-------- Text --------

The following is an excerpt from the article Elton John: ‘So many love this game, yet it is being taken from them’ published in The Independent on Dec. 1st, 2010.Β  Read the full article here.

Grace Lungu is 23-years-old and lives in Lusaka in Zambia. Like many people her age, she is passionate about football and loved watching the World Cup in the summer. She is also worried about HIV in her country, where half of all new infections come from people in her age group or younger. An organisation called Grassroot Soccer (GRS), offered her the chance to use her love of sport to do something about HIV prevention and gender equality.

GRS uses the power of football to provide young people, especially girls, with the knowledge, skills, and support to live HIV free. By using the dynamics of football – team spirit, relying on one another, trusting and following a coach – GRS builds trust and understanding that enables kids and their families to know their HIV status.

“I became a coach with Grassroot Soccer and this year I’ve started a girl’s soccer team in Lusaka, called Goal Girl Goal, with young women from the Chikumbuso Women and Orphans project, women who are especially vulnerable to HIV,” said Grace. “I’m grateful for the opportunity to make a unique contribution to the fight against HIV/Aids in Zambia.”

Grassroot Soccer uses the power of the game to educate, inspire, and mobilise communities to stop the spread of HIV. Over 350,000 young people in Africa have graduated from their HIV prevention programmes. In 2010 alone, GRS has enabled 10,000 young people to know their HIV status. Its goal is to educate a million on HIV between the 2010 and 2014 World Cup tournaments. The Elton John AIDS Foundation is helping it reach that goal.

The Grassroot Soccer programme also uses a video featuring Thierry Henry and Emmanual Adebayor that encourages kids to get tested for HIV.

“When I was asked by the Elton John AIDS Foundation to appear in a short film to encourage kids to get tested for HIV, I was only too delighted to help,’ says Henry. The Foundation and their partners, including GRS have helped to test thousands of young people in South Africa, Tanzania and Zambia and I am proud to support such a worthwhile cause.”

--------

What you are asked to do —
Which countries does the Grassroot Soccer excerpt name? List every one.

-------- Provided records --------

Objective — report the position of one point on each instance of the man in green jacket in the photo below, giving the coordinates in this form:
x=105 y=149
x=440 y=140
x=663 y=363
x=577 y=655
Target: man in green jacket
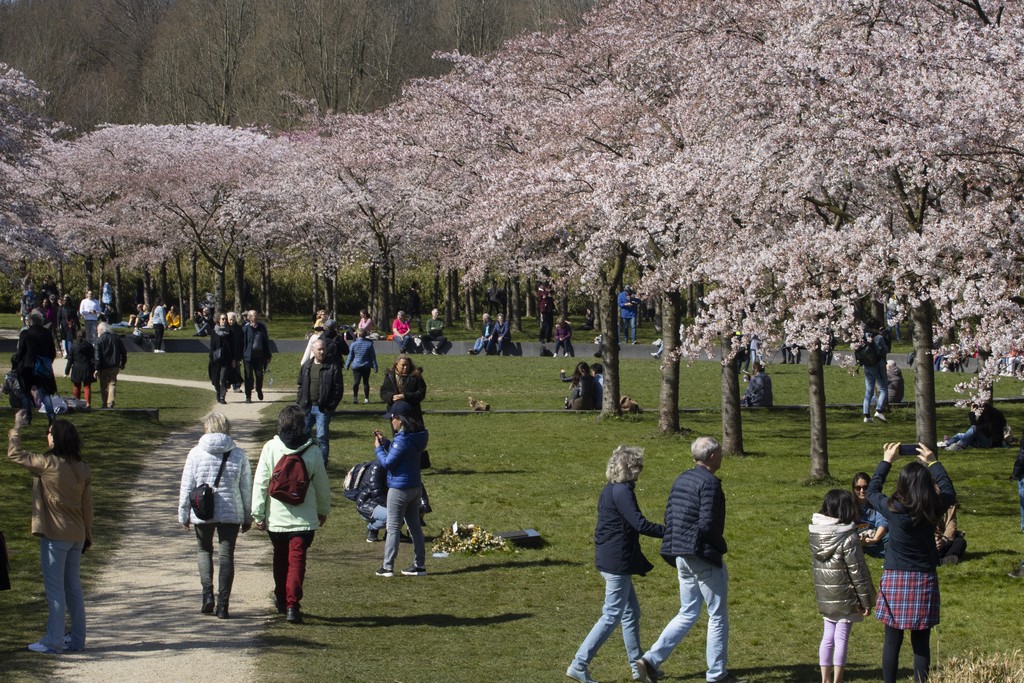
x=291 y=527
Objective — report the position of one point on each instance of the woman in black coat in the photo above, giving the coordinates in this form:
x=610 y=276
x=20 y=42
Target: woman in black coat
x=82 y=368
x=221 y=355
x=617 y=556
x=404 y=382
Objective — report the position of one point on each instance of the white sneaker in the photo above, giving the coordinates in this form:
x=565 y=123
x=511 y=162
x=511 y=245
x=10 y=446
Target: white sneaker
x=577 y=675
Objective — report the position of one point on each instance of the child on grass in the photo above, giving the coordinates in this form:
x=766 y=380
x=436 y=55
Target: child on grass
x=842 y=581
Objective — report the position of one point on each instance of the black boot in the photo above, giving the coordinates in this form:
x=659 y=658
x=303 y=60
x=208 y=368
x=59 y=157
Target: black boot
x=207 y=601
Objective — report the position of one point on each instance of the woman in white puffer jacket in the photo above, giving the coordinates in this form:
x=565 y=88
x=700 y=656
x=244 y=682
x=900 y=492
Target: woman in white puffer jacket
x=231 y=508
x=842 y=580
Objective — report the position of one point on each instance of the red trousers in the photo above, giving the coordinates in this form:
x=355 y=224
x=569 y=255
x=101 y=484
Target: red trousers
x=290 y=564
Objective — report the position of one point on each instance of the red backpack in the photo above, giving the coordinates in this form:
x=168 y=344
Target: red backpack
x=290 y=479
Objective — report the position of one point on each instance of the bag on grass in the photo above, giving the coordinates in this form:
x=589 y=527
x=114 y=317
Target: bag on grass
x=290 y=479
x=354 y=479
x=201 y=498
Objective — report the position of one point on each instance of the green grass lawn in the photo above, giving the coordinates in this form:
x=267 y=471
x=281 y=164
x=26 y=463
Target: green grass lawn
x=520 y=615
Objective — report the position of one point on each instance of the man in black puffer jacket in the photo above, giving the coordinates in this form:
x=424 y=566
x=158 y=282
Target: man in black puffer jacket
x=694 y=544
x=321 y=388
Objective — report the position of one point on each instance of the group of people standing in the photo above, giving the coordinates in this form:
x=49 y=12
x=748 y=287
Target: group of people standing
x=236 y=347
x=693 y=542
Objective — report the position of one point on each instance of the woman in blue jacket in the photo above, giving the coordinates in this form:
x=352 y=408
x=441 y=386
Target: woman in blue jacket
x=617 y=556
x=401 y=457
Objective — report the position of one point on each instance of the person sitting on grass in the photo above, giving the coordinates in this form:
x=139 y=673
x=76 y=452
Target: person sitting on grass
x=871 y=526
x=500 y=336
x=986 y=430
x=758 y=392
x=582 y=394
x=485 y=332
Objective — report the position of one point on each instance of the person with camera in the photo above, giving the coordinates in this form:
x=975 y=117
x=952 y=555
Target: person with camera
x=401 y=457
x=908 y=592
x=216 y=460
x=322 y=385
x=61 y=517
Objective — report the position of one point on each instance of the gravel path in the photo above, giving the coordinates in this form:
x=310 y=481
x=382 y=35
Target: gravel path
x=143 y=612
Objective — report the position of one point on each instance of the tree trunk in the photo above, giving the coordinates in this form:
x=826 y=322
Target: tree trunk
x=266 y=283
x=512 y=297
x=162 y=281
x=435 y=300
x=315 y=291
x=450 y=297
x=240 y=283
x=220 y=283
x=609 y=284
x=193 y=285
x=117 y=291
x=89 y=273
x=146 y=287
x=530 y=294
x=668 y=420
x=819 y=430
x=732 y=425
x=924 y=375
x=182 y=309
x=469 y=313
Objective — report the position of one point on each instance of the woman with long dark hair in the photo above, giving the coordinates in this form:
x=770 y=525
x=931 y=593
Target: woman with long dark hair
x=401 y=458
x=617 y=556
x=908 y=593
x=61 y=517
x=404 y=382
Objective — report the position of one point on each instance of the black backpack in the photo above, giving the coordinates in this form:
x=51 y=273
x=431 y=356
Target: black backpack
x=290 y=479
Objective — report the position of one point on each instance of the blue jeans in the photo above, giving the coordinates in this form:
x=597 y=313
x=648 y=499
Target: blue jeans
x=323 y=422
x=378 y=520
x=61 y=561
x=1020 y=494
x=699 y=581
x=621 y=605
x=629 y=325
x=876 y=378
x=403 y=504
x=227 y=535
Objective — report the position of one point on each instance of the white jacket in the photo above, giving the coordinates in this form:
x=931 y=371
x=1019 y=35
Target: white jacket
x=232 y=498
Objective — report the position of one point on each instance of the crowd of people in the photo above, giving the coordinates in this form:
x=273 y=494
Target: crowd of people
x=913 y=529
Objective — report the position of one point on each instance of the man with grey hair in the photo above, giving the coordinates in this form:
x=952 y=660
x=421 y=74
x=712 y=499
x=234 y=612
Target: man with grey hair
x=321 y=388
x=111 y=357
x=694 y=544
x=89 y=310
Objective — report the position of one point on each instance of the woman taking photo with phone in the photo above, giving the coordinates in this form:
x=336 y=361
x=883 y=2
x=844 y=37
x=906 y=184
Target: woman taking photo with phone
x=61 y=517
x=908 y=593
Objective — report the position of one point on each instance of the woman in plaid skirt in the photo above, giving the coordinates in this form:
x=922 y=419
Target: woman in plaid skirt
x=908 y=593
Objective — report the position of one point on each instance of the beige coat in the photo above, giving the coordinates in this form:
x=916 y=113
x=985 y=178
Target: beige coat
x=61 y=494
x=842 y=580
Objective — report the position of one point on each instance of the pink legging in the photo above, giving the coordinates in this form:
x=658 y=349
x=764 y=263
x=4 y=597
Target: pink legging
x=832 y=652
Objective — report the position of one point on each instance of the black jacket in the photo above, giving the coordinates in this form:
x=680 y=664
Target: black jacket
x=332 y=386
x=620 y=523
x=111 y=351
x=412 y=386
x=34 y=342
x=694 y=518
x=373 y=489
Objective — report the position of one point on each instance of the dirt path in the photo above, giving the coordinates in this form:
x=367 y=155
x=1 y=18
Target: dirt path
x=143 y=613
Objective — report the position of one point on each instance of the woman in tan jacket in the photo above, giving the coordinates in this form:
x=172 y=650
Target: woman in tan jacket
x=61 y=517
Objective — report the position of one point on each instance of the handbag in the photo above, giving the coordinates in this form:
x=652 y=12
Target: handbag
x=201 y=498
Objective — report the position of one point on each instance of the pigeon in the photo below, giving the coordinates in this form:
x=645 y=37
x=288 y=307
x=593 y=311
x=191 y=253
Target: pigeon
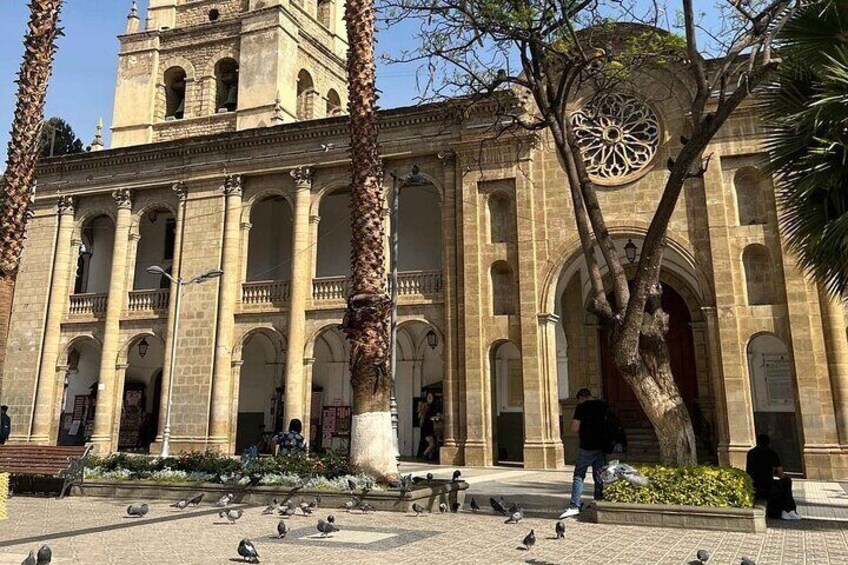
x=326 y=528
x=230 y=515
x=497 y=506
x=44 y=555
x=529 y=540
x=616 y=471
x=248 y=551
x=137 y=510
x=224 y=500
x=515 y=518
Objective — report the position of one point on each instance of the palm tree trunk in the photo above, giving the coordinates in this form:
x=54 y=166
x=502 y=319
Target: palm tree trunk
x=18 y=183
x=367 y=317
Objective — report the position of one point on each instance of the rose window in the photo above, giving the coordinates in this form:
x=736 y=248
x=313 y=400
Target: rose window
x=619 y=136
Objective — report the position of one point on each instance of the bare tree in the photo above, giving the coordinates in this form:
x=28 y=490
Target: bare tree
x=537 y=58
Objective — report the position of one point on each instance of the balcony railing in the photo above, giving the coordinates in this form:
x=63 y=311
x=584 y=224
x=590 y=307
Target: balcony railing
x=265 y=292
x=155 y=300
x=90 y=304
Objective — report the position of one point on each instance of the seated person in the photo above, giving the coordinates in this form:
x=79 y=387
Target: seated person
x=770 y=482
x=292 y=440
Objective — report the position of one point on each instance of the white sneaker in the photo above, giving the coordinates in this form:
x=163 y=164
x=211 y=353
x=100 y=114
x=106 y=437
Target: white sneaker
x=571 y=511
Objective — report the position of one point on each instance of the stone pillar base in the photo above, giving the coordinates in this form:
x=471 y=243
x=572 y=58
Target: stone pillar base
x=543 y=455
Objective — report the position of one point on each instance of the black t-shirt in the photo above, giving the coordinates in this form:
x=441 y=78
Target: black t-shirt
x=761 y=463
x=591 y=414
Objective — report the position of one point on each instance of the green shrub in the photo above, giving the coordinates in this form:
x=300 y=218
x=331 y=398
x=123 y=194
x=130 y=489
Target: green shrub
x=691 y=486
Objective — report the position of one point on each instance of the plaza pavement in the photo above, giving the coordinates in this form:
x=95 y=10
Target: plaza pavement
x=91 y=531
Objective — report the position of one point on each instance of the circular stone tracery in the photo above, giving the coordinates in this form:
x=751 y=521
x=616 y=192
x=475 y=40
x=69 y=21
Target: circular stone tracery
x=619 y=136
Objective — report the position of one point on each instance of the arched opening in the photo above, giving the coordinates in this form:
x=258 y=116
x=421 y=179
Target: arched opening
x=331 y=392
x=140 y=402
x=94 y=263
x=269 y=251
x=175 y=93
x=305 y=96
x=507 y=387
x=504 y=291
x=226 y=81
x=501 y=226
x=157 y=234
x=773 y=395
x=750 y=196
x=261 y=392
x=334 y=235
x=420 y=372
x=334 y=103
x=79 y=397
x=759 y=275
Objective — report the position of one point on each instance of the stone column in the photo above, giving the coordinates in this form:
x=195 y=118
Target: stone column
x=181 y=190
x=222 y=383
x=43 y=425
x=299 y=294
x=107 y=395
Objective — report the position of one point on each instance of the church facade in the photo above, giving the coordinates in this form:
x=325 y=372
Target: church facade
x=230 y=152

--------

Response to this exercise —
Zambia, South Africa, Tanzania